» **Problem details**:
Write the next few paragraphs of the essay on settings and physics in online roleplaying games, picking up right after its last sentence.

» **Text to read**:
________
Series Info...Trials, Triumphs & Trivialities #57:

Future Memes, Three: Settings and Physics

by Shannon Appelcline

January 17, 2002 - It's been two weeks since I started my look at the future of online roleplaying games, in Trials, Triumphs & Trivialities #55, Future Memes, Part One: Overviews and Genres. If you haven't read that piece yet, I suggest it, because it gives a good overview of the topic I'm still discussing today.

My basic thesis through these first three weeks of discussion remains the same: historical tradition has constrained how we look at the design of new games, and because of that we're not looking at radically different design possibilities that could really open up the field of online game design. I've already considered how this affects both genre and gameplay. This week I want to look into one final broad category: setting. In other words, how does tradition limit our options when creating gaming environments and when designing the physics that underlie them?

Setting Today

The whole question of environment really starts with genre. But, it goes beyond that. Once you've figured out what type of game you're going to have, the next question needs to be: where is that game set?

Though setting has been slightly limited, as I'm going to discuss shortly, there's also been a lot of variety in setting design to date. I've seen fantasy games involving cities, wilderness, sewers, the traditional dungeons, enchanted realms, alternative realities, and just about every thing else. Our own Castle Marrach is, of course, set entirely in a castle. On the other extreme, Ultima Online does a fairly decent job of modelling an entire world.
________
» **Extracted material**:
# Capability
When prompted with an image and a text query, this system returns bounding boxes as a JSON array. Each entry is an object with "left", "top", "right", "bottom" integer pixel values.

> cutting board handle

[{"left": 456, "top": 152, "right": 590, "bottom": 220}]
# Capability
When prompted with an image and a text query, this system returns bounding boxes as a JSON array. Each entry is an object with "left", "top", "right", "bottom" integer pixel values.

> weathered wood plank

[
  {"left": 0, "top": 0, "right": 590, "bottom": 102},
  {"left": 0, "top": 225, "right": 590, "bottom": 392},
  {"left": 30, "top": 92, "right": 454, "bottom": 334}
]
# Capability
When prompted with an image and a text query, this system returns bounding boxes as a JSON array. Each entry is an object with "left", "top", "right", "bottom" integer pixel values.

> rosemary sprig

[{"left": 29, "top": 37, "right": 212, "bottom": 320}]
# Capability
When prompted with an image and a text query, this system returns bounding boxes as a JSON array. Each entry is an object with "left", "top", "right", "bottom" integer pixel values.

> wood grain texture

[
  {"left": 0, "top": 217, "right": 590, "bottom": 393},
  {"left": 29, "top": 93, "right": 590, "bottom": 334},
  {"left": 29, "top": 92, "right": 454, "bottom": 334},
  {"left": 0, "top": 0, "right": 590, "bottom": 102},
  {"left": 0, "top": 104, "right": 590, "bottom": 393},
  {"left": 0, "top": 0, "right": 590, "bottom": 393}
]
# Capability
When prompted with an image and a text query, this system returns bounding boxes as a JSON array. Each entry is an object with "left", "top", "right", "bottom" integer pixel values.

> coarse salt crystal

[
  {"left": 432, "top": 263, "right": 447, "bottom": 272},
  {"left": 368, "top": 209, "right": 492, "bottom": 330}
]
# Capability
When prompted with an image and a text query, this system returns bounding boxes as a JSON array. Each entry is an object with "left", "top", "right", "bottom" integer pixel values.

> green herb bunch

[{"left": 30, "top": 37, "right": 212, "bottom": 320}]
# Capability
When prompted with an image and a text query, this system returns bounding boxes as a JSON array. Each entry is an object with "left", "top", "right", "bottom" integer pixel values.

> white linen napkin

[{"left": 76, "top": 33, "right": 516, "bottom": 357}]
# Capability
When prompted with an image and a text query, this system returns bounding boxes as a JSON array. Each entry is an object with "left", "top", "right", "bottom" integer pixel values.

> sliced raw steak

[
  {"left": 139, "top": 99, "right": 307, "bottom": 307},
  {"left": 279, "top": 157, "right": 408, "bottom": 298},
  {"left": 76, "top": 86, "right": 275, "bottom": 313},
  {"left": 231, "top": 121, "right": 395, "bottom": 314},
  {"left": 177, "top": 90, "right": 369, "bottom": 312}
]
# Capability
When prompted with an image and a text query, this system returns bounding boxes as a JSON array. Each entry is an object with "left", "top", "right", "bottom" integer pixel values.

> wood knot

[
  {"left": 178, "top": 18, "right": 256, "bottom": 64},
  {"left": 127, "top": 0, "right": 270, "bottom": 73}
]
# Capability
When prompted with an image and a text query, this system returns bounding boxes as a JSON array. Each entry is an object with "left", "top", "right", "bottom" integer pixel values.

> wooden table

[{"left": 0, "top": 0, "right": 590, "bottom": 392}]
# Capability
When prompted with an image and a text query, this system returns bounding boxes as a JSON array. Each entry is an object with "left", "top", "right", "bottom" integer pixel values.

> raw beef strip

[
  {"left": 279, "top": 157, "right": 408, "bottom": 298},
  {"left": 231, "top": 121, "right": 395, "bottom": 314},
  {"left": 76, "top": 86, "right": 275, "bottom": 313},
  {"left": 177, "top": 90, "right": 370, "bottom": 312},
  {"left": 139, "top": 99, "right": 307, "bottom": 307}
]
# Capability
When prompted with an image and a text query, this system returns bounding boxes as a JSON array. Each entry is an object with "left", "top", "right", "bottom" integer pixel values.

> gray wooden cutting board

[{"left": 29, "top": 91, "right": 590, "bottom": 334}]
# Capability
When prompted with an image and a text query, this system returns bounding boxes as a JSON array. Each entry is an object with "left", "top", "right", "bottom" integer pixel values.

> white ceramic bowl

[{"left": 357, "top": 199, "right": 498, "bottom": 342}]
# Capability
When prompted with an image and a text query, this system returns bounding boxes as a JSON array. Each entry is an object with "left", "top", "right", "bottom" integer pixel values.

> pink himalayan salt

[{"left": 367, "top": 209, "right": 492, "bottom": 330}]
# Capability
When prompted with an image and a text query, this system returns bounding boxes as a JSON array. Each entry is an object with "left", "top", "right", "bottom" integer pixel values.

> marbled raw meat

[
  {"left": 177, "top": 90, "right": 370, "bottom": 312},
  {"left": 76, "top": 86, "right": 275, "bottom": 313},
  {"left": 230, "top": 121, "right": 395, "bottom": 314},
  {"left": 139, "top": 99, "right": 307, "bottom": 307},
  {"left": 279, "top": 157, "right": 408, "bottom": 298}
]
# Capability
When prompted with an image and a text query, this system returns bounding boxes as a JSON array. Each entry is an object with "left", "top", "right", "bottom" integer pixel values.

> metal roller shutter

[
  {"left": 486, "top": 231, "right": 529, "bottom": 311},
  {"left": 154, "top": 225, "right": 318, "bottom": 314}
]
________
» **Answer for the task**:
The science-fiction side of things is pretty good too. I'm aware of a few games that are set on space stations, including Galactic Emperor: Succession and Sam Witt's upcoming Horizon Station. That happens to allow for a nice, constrained environment. However other games, including the upcoming Star Wars graphical MMORPG allow you to hop from planet to planet, modeling bits and pieces of a whole galaxy.

As new games start to appear in some of the stranger genres I discussed two weeks ago, that will doubtless lead to new settings as well. Detective or mystery genre? Police stations, speak easies, and black markets will appear as settings. Romance? You'll see cruise ships, sunlit beaches, and boudoirs. You get the idea.

So, with all that variety, how can I call the traditional use of setting slightly limited? Well, it's because there are some assumptions here — the same assumptions built into my own articles describing how to design rooms, notably Trials, Triumphs & Trivialities #48, Building Blocks: Rooms and Trials, Triumphs & Trivialities #53, Building Blocks: Maps. You see, all of these possibilities — and my own articles — assume that locales are going to be physical units, roughly room sized, all connected together as they'd be connected together in the real world. And, those assumptions are all tradition. But, we can step beyond these assumptions, and create new settings that don't just mirror this minor subset of the real world. To be more specific, we can create different types of setting by mucking around with scale, connectivity, and virtuality.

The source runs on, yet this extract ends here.